#### Job:
Reproduce the following lines verbatim, omitting the pictures from your answer.

[Begin]

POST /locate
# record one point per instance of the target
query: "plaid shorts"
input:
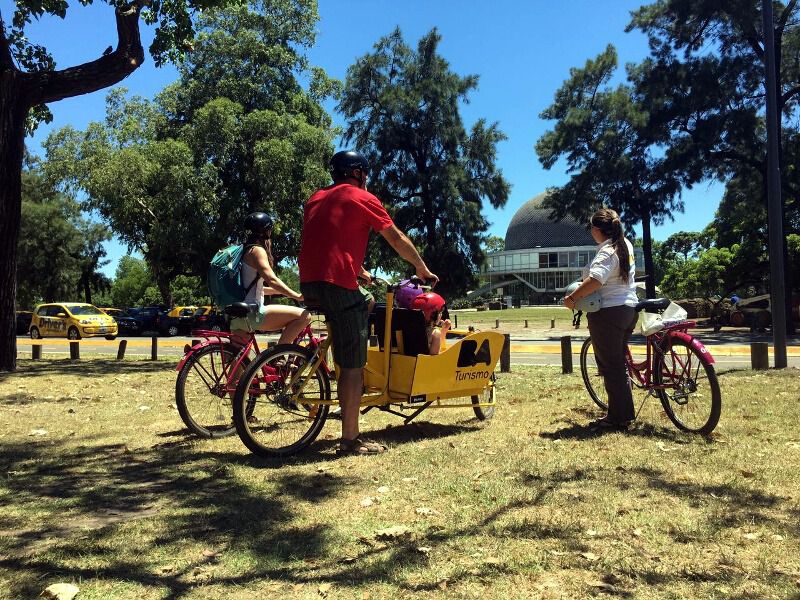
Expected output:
(347, 313)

[End]

#### Completed task:
POST /locate
# record one point per instance of the target
query: "plaid shorts"
input:
Expected output:
(347, 313)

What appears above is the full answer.